Extract:

JUNE 2023 NEWSLETTER

 

 

New Website Host

This site has just changed host, to Northway Communications Services.  It was originally hosted by the Phone Co-op but recently that co-op merged with Mid-Counties Co-op and it appears that some original services provided by the Phone Co-op were contracted out following the merger.  Anyway I was notified of the transfer in April and it has now been completed.

 

I was disappointed that the Phone Co-op never built itself up into a major cloud hosting business.  The fact that networking is a co-operative activity made it appear to me a good match.  However given the extensive difficulties now emerging in the social networking sites and in the cloud project, it is perhaps not surprising they chose not to go that way.  Myself I have long been overwhelmed by the intricacies of digital development, more particularly on the networking side, and you can find in this the reason my computer-related pages remain silent.

Co-op Ideals still supported

I remain a co-op member but back with the Co-operative Group which runs shops in the London area rather than Mid-Counties which operates in the Midlands.  In these days of crisis in capitalism, I believe it is important to keep co-operative ideals to the fore.  The ‘free market’ is illusory science, a construct of ideology.  Capitalism in the USA has been propped up by Quantitative Easing and the mortgage markets in that country are largely controlled and subsidised by the Government.  Slogans such as ‘Greed is good’ we have heard a lot of in recent decades; and the primacy of shareholder profit is unceasingly dinned into our ears; but neither notion is a sound basis for running a large company or ordering society. 

 

Proposals for the recognition of stakeholders other than shareholders, and for the recognition of ecological, social and governance responsibilities in corporate boardrooms, are pointers to a better social order.  But we need to keep the pressure up on these broad social ideals lest the catch-phrases just degenerate into tick boxes.

 

The Co-op Group itself went through a crisis a few years ago and is now owned and managed under a very different structure from that which I knew in the 1990s.  But there has been plenty of growth in the co-operative area and private sector businesses could do some useful learning by study of co-operative principles.

(Records contained in a dataset)
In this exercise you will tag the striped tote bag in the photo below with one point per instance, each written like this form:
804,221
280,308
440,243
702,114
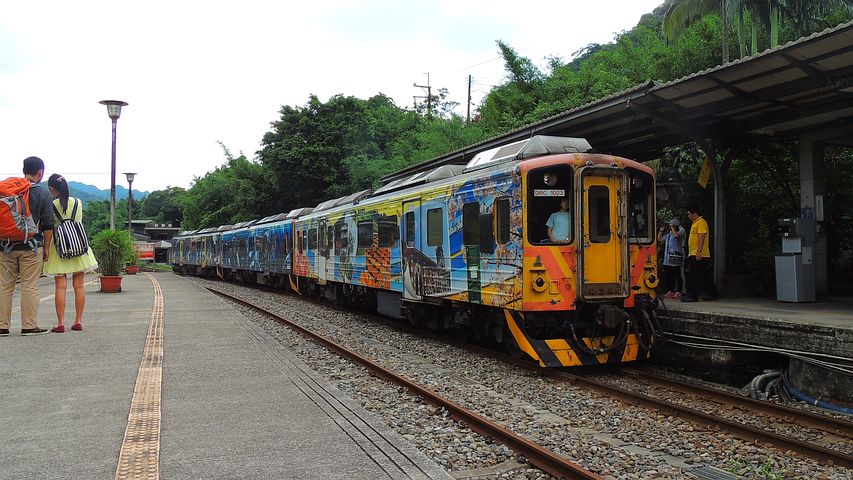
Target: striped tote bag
69,237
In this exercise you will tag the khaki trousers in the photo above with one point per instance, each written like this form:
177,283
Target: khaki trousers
26,264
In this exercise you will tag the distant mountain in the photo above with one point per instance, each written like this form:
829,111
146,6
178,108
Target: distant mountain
89,193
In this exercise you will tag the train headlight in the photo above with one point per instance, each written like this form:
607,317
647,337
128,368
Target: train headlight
652,280
539,284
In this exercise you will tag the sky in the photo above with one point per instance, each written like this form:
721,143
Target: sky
196,74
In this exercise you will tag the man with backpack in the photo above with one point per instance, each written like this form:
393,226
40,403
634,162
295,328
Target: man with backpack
26,218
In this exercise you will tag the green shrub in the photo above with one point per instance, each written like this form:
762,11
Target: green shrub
113,249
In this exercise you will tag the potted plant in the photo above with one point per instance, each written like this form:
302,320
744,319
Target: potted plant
133,264
113,249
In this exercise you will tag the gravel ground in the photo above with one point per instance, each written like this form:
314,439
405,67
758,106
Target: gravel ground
606,436
741,415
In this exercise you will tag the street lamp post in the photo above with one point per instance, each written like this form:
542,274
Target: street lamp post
130,176
114,111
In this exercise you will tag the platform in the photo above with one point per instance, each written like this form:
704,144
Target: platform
821,330
217,397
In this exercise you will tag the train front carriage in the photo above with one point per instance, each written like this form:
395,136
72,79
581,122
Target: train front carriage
587,298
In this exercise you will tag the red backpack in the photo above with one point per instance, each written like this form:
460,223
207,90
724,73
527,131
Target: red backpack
16,221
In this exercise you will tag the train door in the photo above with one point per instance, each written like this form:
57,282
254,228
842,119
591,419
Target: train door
411,247
604,270
322,252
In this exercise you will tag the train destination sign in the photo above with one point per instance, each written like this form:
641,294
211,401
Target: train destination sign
545,192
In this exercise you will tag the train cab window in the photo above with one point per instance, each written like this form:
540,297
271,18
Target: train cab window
389,231
471,223
312,238
546,187
599,214
502,221
435,227
641,218
365,235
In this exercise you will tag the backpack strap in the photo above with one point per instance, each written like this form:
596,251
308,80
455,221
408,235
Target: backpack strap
73,212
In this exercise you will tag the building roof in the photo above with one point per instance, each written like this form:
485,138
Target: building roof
802,86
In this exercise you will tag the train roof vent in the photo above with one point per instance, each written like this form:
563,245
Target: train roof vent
444,171
247,223
353,198
326,205
298,212
532,147
440,173
272,218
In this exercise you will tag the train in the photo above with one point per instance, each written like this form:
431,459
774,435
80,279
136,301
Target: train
466,249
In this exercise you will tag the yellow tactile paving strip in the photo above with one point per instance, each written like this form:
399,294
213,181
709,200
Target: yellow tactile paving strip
140,449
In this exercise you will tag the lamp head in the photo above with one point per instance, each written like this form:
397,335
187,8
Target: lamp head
113,107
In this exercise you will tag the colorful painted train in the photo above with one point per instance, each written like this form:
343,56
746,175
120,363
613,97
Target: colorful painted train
466,248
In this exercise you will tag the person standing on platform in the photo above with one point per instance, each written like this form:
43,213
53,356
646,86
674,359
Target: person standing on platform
672,236
64,206
698,265
24,258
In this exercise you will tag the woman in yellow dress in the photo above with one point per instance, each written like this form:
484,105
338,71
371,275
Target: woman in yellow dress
59,267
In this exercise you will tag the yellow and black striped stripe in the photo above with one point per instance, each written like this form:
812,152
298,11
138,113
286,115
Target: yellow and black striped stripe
565,352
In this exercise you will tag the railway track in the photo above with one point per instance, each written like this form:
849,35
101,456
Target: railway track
739,430
538,456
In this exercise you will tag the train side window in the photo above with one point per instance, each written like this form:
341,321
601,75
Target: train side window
435,227
341,238
322,242
389,231
487,233
365,235
502,221
410,229
471,223
599,214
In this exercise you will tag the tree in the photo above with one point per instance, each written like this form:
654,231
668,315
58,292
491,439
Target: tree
237,191
164,205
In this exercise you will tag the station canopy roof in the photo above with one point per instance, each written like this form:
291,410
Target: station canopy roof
802,86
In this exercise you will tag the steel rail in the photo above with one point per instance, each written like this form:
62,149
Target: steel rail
744,432
802,417
739,430
542,458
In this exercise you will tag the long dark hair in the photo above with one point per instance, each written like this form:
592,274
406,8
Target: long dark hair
58,183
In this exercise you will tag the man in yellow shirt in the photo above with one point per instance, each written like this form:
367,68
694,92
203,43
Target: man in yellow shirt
698,265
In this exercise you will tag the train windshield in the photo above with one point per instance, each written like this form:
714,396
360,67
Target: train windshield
546,188
641,211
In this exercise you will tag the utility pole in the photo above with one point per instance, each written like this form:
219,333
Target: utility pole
429,95
468,117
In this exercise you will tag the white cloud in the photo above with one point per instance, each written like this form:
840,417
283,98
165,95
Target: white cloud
195,73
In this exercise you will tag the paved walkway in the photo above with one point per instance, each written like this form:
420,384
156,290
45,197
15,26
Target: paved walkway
232,403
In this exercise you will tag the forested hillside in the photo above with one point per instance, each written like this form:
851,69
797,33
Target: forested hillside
327,149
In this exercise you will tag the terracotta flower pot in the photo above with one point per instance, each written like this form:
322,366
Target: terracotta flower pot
110,284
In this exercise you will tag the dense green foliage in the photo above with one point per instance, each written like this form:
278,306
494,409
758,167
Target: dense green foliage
113,250
327,149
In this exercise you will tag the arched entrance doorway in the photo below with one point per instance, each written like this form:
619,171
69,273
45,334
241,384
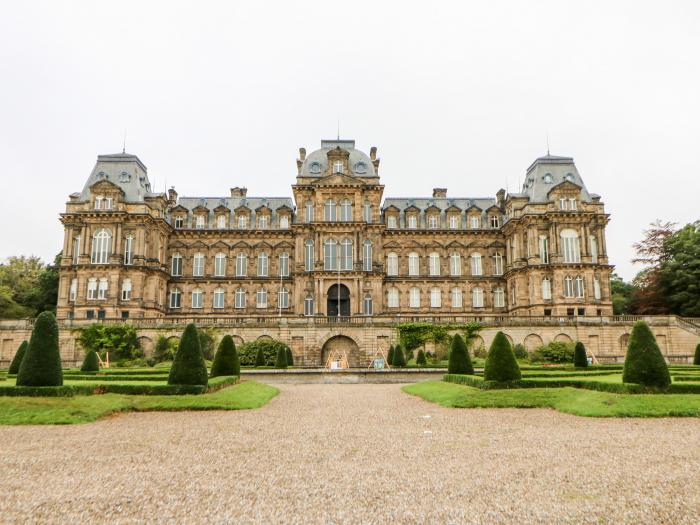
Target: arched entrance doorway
340,350
338,302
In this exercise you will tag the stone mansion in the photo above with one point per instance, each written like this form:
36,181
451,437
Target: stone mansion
338,248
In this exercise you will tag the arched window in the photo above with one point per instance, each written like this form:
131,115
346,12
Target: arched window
329,211
499,298
126,290
283,298
456,296
241,265
198,265
392,264
367,256
392,298
345,210
261,298
570,246
477,298
435,298
330,254
346,254
434,264
284,264
309,255
101,246
197,298
218,296
175,298
476,264
546,288
240,298
220,265
568,286
414,297
176,266
413,264
455,264
263,264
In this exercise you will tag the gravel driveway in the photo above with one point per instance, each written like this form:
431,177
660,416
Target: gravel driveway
353,454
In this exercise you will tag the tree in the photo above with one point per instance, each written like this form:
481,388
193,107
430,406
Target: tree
226,359
281,361
644,363
399,357
17,360
189,367
90,362
500,364
580,357
460,362
41,365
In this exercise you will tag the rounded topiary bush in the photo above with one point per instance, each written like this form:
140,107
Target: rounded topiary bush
90,362
189,367
459,362
281,361
226,359
399,357
17,360
580,357
500,364
41,364
644,363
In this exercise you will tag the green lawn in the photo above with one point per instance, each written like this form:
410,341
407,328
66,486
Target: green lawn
84,409
570,400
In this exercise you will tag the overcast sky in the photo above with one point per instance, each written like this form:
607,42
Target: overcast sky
460,95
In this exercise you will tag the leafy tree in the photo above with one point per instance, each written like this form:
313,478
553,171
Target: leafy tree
41,365
500,364
580,357
120,340
226,359
17,360
460,362
189,367
90,362
644,363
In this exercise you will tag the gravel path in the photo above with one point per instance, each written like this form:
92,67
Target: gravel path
353,454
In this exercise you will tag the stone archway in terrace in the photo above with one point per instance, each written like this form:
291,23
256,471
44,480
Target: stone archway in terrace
340,345
532,342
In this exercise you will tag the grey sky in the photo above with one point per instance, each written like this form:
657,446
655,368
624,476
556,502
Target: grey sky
459,95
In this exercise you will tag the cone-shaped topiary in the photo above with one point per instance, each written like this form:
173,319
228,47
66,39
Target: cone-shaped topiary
189,367
17,360
399,356
41,364
644,363
281,361
260,358
226,359
500,362
90,363
580,358
460,362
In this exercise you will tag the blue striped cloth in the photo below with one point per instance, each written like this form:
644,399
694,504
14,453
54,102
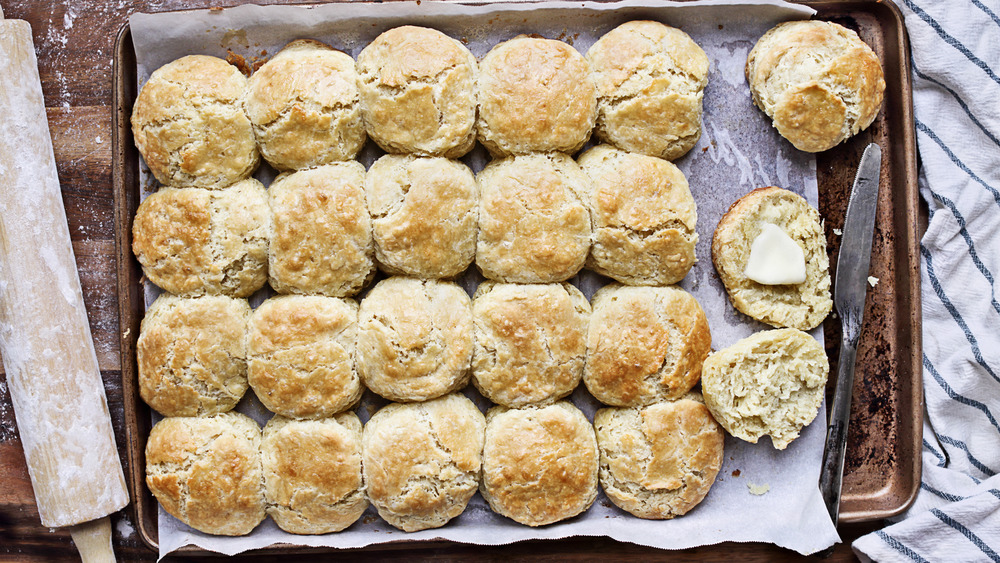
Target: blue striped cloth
956,96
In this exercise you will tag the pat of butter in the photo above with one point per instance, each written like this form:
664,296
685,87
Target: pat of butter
775,259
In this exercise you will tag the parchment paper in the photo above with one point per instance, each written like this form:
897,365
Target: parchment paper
761,494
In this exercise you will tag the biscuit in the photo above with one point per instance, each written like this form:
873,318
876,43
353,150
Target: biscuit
535,95
539,463
313,482
301,355
191,354
802,306
305,107
531,342
190,124
659,461
818,82
534,226
415,339
424,212
206,472
322,241
650,82
418,92
645,345
422,461
192,241
770,383
643,217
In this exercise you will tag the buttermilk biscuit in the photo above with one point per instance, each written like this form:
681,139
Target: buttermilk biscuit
650,80
531,341
535,95
312,473
771,382
301,355
818,82
643,217
304,106
534,226
192,241
424,215
415,339
190,124
322,240
418,92
659,461
539,463
803,305
191,354
206,472
422,461
645,344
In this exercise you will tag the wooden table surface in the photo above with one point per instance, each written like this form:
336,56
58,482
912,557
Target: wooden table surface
74,40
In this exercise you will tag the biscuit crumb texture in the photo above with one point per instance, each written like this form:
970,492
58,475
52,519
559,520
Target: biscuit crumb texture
770,383
423,461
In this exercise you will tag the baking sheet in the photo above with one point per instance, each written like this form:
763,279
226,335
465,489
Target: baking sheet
737,153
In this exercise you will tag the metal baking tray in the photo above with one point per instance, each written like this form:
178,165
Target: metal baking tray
882,469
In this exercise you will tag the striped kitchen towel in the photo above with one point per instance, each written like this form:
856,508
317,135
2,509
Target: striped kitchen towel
956,97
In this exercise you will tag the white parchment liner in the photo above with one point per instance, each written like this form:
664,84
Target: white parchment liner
738,151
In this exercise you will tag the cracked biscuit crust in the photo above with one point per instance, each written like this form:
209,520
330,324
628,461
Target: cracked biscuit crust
659,461
191,354
312,473
643,216
540,464
206,472
301,355
418,92
650,82
190,124
192,241
415,338
535,95
305,108
645,345
422,461
531,341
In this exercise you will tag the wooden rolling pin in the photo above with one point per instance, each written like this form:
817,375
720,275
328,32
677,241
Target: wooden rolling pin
52,373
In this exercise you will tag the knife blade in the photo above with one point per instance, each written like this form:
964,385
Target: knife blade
849,293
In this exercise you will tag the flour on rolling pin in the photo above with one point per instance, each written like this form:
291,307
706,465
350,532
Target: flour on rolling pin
52,373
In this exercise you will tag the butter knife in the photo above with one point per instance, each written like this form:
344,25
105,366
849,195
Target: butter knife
849,292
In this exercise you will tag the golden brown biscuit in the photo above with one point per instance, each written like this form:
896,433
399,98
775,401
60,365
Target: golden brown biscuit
418,92
539,463
535,95
206,472
425,212
818,81
192,241
322,241
643,216
415,338
313,482
770,383
645,344
650,81
191,354
301,355
802,306
531,342
659,461
190,124
422,461
305,108
534,226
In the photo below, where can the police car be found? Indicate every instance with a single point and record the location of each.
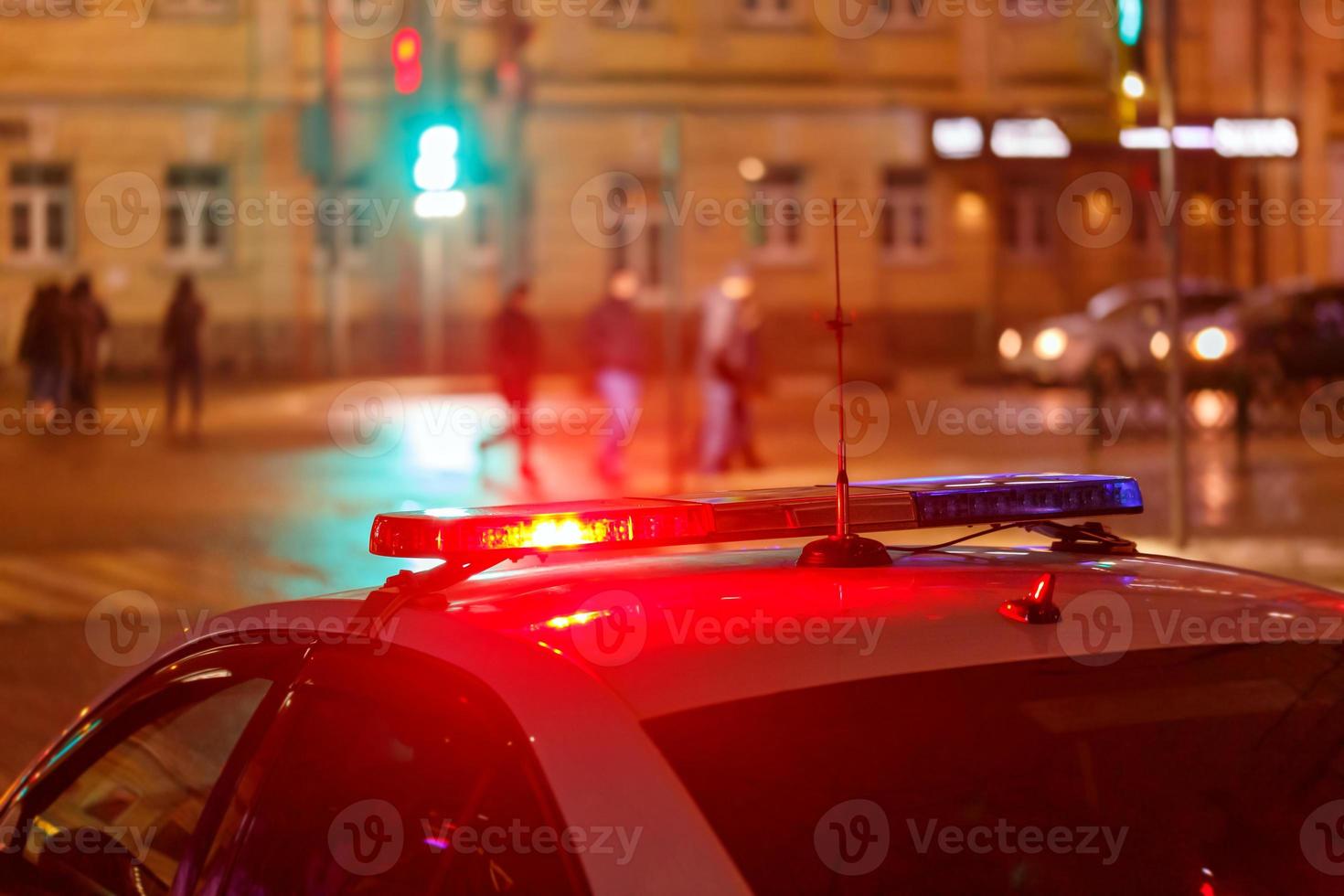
(598, 699)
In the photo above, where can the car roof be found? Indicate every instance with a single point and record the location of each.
(718, 626)
(1113, 298)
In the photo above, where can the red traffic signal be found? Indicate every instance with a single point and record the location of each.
(408, 60)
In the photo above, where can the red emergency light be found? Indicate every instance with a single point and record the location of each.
(749, 516)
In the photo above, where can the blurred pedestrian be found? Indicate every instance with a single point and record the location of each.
(515, 354)
(43, 348)
(729, 369)
(615, 348)
(182, 347)
(88, 324)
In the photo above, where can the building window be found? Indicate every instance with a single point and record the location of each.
(777, 217)
(906, 226)
(352, 229)
(40, 223)
(1029, 11)
(195, 8)
(632, 14)
(769, 14)
(906, 14)
(1027, 222)
(197, 214)
(640, 248)
(483, 229)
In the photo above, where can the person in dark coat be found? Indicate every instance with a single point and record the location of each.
(515, 355)
(182, 347)
(615, 348)
(45, 348)
(88, 324)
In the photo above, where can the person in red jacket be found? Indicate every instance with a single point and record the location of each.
(182, 348)
(515, 355)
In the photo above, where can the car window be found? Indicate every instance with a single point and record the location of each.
(1147, 312)
(1035, 778)
(398, 775)
(116, 807)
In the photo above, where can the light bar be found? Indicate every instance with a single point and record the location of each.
(749, 516)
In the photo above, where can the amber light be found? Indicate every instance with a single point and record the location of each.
(558, 532)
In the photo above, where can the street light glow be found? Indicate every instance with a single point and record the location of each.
(441, 205)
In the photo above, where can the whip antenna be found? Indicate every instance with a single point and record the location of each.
(843, 549)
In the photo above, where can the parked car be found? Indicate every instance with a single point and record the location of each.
(1295, 334)
(1120, 336)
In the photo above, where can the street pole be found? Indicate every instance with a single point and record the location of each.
(1176, 374)
(671, 249)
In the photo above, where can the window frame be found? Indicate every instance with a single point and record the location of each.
(194, 252)
(1020, 202)
(783, 183)
(37, 197)
(905, 189)
(768, 16)
(174, 683)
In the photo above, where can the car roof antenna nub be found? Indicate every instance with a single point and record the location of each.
(844, 549)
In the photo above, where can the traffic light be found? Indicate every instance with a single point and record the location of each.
(408, 60)
(1131, 23)
(437, 172)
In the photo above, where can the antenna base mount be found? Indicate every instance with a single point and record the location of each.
(846, 552)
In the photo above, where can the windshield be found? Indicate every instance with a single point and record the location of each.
(1163, 773)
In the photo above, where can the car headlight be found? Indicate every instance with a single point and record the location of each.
(1051, 344)
(1160, 346)
(1211, 344)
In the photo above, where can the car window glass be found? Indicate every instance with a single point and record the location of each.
(125, 822)
(411, 789)
(1044, 776)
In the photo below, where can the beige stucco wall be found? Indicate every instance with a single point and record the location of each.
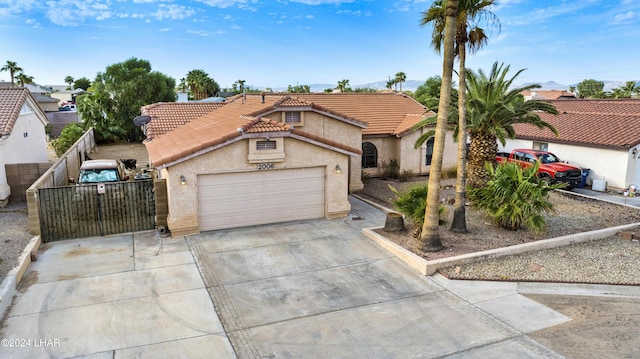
(183, 199)
(339, 131)
(408, 157)
(619, 168)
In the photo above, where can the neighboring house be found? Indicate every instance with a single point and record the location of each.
(46, 103)
(602, 135)
(547, 95)
(68, 95)
(22, 133)
(266, 158)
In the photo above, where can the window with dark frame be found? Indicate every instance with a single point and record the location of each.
(369, 155)
(292, 117)
(429, 152)
(265, 145)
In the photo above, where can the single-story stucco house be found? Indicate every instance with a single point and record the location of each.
(602, 135)
(22, 136)
(266, 158)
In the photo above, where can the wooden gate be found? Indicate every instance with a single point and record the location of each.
(81, 211)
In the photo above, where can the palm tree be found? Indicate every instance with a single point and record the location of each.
(390, 84)
(493, 108)
(474, 37)
(201, 85)
(69, 81)
(629, 88)
(401, 77)
(13, 68)
(23, 79)
(342, 85)
(241, 85)
(430, 235)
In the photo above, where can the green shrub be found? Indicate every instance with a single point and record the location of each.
(406, 175)
(413, 202)
(389, 170)
(70, 134)
(514, 197)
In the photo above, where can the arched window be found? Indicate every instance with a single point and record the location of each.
(369, 155)
(429, 152)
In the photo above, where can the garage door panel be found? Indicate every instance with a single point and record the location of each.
(243, 199)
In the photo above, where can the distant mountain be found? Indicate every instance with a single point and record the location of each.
(412, 85)
(549, 85)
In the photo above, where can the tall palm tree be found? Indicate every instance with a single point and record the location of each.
(201, 85)
(401, 77)
(23, 79)
(241, 85)
(13, 68)
(69, 81)
(468, 34)
(430, 235)
(493, 108)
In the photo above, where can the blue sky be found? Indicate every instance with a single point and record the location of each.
(274, 43)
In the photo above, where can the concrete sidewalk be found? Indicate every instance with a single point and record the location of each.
(308, 289)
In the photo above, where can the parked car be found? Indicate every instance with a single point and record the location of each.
(551, 168)
(100, 171)
(68, 107)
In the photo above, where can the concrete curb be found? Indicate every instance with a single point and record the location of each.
(10, 283)
(426, 267)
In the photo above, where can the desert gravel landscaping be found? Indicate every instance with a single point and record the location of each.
(612, 260)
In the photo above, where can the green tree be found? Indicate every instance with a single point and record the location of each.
(117, 96)
(430, 236)
(343, 85)
(400, 78)
(299, 89)
(390, 84)
(69, 135)
(590, 89)
(468, 35)
(23, 79)
(626, 91)
(412, 203)
(493, 107)
(239, 84)
(69, 81)
(82, 83)
(13, 68)
(201, 85)
(515, 197)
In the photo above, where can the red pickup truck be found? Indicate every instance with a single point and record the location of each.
(551, 168)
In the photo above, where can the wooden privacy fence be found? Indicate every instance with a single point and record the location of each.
(88, 211)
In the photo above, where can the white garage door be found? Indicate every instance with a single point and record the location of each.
(248, 198)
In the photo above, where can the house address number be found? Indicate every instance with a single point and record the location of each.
(266, 166)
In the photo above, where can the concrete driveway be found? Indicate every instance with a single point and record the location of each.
(309, 289)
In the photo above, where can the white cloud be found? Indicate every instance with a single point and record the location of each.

Instructions:
- 1) According to the June 2023 newsletter, which company hosts the site now?
- 2) Continue the June 2023 newsletter from its last sentence.
The listing is separate material and has no connection to the June 2023 newsletter.

Set of answers:
- 1) Northway Communications Services.

- 2)
Social Responsibility only gets lip-service

One naturally thinks of social responsibility in relation to government: provision of education, of health services, of pensions.  But verbal fogs from governments disguise the degradation of these services on the one hand and on the other social responsibility is also a corporate matter.  I have listed in a previous note the many short cuts firms take in relation to wage payment.  Short term employment fixes do not build up a company with enduring capabilities.  Corporate management expects to be free to dismiss employees at will; expects to bully employees at work; to neglect the health and safety of employees; to neglect training and then blame schools and colleges for failing to develop the employees they want.  The Post Office’s treatment of its sub-postmasters is not exceptional.  In this day and age, employees are expected to cope with the obscurities and tricks of the digital world without adequate support, when the software itself may be too faulty to use effectively.  Private equity and indeed the financial system more broadly are outrageous in their lust to buy old companies, rip their heart out in a notional reconstruction process and then offload on to the unwary.  The pensions sector is no better.  To build up a truly capable organisation takes time, thought and humanity.  Many business schools talk about leadership – but this is what leadership is and it is seldom practiced.

Rebuild co-operative structure

 

 

 

The flaws in company law

 

 

 

 

 

 

 

The example of the NHS

The co-operative model however is not without problems.  The essential principle of ‘one member, one vote’ has a narrower field of application than is commonly recognised.  I do not say it should be the model for a private company, and it needs to be said that a one-pound-share does not create a serious stake in ownership, even though retail society membership brings you other benefits.  ‘One member one vote’ will only work if the membership share is priced to give a realistic stake in ownership.  Would £50 membership be better?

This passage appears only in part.